* _What you will do_:
1. Answer these questions about the biology practical notes, one line each:
(a) What is added to the onion layer before the cover slip goes on?
(b) What does the control tube in the second procedure contain?
(c) What must be true of each food sample when it is weighed?
2. From the biology practical notes, reproduce the part that opens with the words containing "7-Draw what you" and closes with "the control variable.", substituting "test tubes" for "boiling tubes".
3. List every liquid named in the biology practical notes.
START Document segment
Biology Required Practicals

1-Cut open an Onion

2-Use forceps to peel a thin layer of epidermis from the inside

3-Lay the layer onto a glass microscope slide

4-Add a drop of iodine solution to the layer

5-Carefully place a cover slip over the layer 

(Gently, with forceps, so that you don't get air bubbles)

6-Examine the slide over the layer

(Adjust Objective lenses and stage for best view)

7-Draw what you can see

1-Prepare a range of sugar (sucrose) solutions. Range from 0.2 mol dm^-3 to 1.0mol dm^-3.

2-Set up a range of boiling tubes with each of these solutions, include one containing distilled water (0.0mol dm^-3) to act as the control variable.

3-Lable each tube with the conentration it is.

4-Prepare a results table, weigh the food source. Each sample should weigh the same and come from the same source. (Possible to record different weights- but do not get each weight mixed up)
END Document segment
START Available data
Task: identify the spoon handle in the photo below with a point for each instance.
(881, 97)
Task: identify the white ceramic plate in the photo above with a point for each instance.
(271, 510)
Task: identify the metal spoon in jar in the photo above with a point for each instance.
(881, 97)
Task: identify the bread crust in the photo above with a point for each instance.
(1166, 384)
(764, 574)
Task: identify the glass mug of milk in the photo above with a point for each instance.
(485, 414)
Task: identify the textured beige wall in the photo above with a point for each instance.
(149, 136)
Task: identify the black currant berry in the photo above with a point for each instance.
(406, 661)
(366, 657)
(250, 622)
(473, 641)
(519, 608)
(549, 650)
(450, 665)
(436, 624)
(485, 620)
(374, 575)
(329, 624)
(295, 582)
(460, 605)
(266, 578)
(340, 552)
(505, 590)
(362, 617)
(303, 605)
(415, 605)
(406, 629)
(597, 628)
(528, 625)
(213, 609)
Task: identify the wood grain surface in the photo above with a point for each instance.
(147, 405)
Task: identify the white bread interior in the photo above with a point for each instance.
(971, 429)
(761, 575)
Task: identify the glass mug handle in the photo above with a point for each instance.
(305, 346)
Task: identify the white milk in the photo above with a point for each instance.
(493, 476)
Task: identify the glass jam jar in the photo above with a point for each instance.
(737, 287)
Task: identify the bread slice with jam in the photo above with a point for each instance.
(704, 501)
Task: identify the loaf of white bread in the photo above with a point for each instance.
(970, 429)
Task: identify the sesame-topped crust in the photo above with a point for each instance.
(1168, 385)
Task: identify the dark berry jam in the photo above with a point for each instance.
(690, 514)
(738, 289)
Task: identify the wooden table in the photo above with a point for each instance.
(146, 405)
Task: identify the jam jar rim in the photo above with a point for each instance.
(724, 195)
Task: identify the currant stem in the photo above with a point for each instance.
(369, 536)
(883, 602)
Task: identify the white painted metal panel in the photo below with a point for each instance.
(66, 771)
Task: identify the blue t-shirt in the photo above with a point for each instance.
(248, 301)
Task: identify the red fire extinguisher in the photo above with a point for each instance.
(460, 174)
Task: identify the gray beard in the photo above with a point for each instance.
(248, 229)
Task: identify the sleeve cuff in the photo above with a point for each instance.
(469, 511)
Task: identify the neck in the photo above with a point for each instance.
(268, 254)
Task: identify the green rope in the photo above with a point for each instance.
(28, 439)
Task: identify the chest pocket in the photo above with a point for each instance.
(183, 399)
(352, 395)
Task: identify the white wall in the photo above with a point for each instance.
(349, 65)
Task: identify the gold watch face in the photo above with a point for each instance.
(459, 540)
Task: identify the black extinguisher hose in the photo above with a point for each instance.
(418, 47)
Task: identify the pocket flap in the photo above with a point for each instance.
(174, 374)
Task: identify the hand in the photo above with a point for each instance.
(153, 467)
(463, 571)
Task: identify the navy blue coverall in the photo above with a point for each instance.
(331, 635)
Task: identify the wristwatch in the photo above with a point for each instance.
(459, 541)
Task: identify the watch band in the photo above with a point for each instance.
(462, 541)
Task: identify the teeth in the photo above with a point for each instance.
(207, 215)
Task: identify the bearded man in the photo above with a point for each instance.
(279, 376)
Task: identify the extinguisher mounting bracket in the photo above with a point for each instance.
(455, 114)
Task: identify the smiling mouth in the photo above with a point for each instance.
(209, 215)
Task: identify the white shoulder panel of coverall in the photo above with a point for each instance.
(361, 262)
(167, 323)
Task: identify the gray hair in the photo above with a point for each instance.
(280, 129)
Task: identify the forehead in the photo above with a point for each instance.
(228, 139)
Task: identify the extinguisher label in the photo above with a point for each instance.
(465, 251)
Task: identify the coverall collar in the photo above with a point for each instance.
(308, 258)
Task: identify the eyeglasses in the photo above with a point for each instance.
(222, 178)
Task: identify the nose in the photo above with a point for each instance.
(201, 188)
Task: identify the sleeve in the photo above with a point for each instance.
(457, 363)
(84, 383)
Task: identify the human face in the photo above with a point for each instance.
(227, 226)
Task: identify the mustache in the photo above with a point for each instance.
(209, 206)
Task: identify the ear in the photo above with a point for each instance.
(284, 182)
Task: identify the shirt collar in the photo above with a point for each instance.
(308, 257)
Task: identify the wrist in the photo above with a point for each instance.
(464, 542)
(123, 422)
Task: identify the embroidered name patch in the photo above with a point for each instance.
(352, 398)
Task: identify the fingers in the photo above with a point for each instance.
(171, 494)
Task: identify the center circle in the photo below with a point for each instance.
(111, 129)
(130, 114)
END Available data
START Available data
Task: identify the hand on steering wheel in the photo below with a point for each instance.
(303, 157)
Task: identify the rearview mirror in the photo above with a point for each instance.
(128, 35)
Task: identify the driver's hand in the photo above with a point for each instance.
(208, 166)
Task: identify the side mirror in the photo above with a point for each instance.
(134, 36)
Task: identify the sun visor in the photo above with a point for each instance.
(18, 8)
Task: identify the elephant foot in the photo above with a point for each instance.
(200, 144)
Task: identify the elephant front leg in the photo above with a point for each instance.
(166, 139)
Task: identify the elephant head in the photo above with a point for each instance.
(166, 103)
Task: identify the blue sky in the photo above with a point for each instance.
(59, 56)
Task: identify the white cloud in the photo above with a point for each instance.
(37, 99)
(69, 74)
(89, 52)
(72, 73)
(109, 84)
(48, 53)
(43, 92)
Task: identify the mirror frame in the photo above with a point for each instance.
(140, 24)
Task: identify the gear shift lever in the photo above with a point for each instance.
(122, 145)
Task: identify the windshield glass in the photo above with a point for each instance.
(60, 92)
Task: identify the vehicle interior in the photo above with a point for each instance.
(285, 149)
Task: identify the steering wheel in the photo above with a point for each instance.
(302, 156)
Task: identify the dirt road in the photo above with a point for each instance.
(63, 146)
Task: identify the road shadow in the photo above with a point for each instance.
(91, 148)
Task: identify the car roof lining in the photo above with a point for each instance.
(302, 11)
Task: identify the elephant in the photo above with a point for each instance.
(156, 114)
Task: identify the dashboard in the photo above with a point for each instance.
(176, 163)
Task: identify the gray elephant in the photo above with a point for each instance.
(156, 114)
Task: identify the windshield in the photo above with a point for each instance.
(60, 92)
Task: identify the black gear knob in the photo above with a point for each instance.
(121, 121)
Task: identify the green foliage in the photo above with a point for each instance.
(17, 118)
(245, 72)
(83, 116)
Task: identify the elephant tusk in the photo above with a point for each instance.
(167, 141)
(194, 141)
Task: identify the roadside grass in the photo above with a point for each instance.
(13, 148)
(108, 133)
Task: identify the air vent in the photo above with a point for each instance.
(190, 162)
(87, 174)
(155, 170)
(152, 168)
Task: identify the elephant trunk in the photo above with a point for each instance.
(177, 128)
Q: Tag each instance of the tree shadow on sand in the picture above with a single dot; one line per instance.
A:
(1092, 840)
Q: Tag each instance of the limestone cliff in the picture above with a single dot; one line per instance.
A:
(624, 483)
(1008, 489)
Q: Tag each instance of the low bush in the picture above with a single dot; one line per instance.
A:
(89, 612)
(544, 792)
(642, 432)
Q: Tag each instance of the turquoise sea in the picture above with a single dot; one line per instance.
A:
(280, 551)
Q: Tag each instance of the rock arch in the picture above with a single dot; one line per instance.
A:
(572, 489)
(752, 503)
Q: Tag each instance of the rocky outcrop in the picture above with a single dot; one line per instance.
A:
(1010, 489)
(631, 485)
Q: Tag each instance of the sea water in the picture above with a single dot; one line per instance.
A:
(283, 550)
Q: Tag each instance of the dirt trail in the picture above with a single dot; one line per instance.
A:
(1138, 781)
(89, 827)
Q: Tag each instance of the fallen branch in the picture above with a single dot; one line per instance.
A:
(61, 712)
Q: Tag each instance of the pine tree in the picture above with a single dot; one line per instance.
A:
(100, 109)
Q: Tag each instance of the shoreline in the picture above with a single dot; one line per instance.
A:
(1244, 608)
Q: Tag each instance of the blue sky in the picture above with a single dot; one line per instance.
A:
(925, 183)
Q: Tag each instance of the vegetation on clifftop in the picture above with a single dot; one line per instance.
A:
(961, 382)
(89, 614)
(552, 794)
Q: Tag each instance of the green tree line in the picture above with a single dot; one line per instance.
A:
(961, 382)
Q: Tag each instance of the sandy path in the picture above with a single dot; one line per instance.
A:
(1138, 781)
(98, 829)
END Available data
START Available data
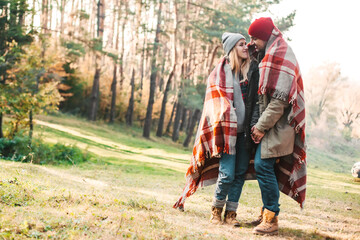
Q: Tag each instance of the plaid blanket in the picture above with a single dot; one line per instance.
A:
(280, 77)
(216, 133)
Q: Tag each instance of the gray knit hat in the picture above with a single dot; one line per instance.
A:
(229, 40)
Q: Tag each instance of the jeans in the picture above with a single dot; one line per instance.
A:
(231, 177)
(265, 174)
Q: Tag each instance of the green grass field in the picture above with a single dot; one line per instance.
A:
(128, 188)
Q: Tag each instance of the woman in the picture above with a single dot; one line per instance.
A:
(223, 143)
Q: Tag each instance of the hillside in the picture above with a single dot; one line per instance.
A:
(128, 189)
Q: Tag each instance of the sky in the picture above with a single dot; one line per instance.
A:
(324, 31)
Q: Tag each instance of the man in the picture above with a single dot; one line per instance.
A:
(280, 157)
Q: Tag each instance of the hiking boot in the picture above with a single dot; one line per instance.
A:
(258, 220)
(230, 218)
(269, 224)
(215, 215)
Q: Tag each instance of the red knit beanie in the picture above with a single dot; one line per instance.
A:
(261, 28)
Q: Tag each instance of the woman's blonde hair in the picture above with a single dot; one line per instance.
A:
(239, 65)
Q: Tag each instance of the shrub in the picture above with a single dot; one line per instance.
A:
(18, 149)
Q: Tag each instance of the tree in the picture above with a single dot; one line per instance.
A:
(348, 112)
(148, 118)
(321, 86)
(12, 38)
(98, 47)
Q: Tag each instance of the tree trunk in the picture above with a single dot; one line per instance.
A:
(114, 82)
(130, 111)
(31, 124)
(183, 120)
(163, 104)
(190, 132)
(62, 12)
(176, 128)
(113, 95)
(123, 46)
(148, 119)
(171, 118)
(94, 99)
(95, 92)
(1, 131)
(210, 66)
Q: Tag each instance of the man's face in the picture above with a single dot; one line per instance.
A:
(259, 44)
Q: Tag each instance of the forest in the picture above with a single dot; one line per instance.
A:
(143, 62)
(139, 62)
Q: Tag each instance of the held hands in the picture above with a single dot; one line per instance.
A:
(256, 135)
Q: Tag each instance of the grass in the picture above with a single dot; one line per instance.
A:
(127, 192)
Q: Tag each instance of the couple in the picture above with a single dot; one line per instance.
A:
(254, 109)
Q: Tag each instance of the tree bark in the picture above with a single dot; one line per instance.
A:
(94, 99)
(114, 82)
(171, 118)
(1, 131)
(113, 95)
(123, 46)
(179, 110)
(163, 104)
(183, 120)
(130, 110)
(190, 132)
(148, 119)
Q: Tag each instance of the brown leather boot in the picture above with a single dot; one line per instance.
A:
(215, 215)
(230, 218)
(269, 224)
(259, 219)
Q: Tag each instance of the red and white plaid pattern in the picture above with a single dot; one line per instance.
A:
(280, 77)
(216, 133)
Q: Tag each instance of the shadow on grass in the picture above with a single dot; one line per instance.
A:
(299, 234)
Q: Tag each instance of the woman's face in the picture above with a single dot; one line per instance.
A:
END Available data
* _Answers for each item_:
1.
(a) A drop of iodine solution.
(b) Distilled water (0.0 mol dm^-3).
(c) Each sample should weigh the same and come from the same source.

2.
7-Draw what you can see

1-Prepare a range of sugar (sucrose) solutions. Range from 0.2 mol dm^-3 to 1.0mol dm^-3.

2-Set up a range of test tubes with each of these solutions, include one containing distilled water (0.0mol dm^-3) to act as the control variable.

3.
- Iodine solution
- Sugar (sucrose) solutions
- Distilled water